• **YOUR ASSIGNMENT**
For each statement, say yes or no to whether it agrees with the excerpt below on running DeepSeek R1, and quote the deciding words: 1. In the second example, the model was hosted using Jan. 2. In the second example, the results from the model are not streamed. 3. DeepSeek R1 solved the riddle.

The answer to the riddle is a **horse**. Despite the confusion with the "running but never walking" part, the other clues fit a horse: it has a bed, no sleep, a head, no weep, and is fast.

Unfortunately, DeepSeek R1 was not able to solve the riddle. While not the point of this article at all, o1 easily gets it right.

Inference Using Locally Hosted API and OpenAI

For this second example, I have hosted the model using Jan. We are also streaming the results from the model.

from openai import OpenAI

client = OpenAI(base_url="http://127.0.0.1:4444/v1", api_key="sk-1234567890")
model_name = "deepseek-ai/DeepSeek-R1-Distill-Qwen-1.5B"
user_input = "What runs, but never walks, has a mouth, but never talks, has a bed, but never sleeps, has a head, but never weeps?"

response = client.chat.completions.create(
    model=model_name,
    messages=[
        {
            "role": "user",
            "content": user_input
        },
    ],
    max_tokens=5000,
    stream=True
)

for chunk in response:
    if chunk.choices[0].delta.content is not None:
        content_chunk = chunk.choices[0].delta.content
        print(content_chunk, end="", flush=True)

As you can see below, the response looks – as expected – exacly like before.

<think>
Okay, so I've got this riddle here: "What runs, but never walks, has a mouth, but never talks, has a bed, but never sleeps, has a head, but never weeps?" Hmm, let's break it down. The question is asking for something that meets all these criteria, right?

Referring expression data:
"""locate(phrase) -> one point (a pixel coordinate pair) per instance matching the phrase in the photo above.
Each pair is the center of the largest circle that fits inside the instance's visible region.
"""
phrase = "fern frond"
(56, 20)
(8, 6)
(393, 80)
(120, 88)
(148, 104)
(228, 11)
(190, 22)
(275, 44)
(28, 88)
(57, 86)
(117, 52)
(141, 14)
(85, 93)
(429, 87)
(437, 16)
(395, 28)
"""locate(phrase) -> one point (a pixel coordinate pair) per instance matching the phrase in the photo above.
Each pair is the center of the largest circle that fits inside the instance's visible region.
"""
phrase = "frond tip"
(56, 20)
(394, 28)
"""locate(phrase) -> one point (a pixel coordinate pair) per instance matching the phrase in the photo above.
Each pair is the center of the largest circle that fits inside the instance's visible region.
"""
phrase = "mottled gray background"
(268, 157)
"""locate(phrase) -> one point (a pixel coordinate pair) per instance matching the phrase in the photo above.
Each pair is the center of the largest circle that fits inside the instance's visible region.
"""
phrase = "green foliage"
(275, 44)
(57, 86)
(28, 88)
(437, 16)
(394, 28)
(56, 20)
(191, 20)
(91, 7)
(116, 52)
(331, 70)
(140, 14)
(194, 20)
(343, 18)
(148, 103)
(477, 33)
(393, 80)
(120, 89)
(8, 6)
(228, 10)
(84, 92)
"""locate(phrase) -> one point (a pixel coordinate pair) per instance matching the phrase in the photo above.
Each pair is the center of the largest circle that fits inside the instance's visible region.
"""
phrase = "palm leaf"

• **FINISHED TASK**
1. Yes: "I have hosted the model using Jan."
2. No: "We are also streaming the results from the model."
3. No: "Unfortunately, DeepSeek R1 was not able to solve the riddle."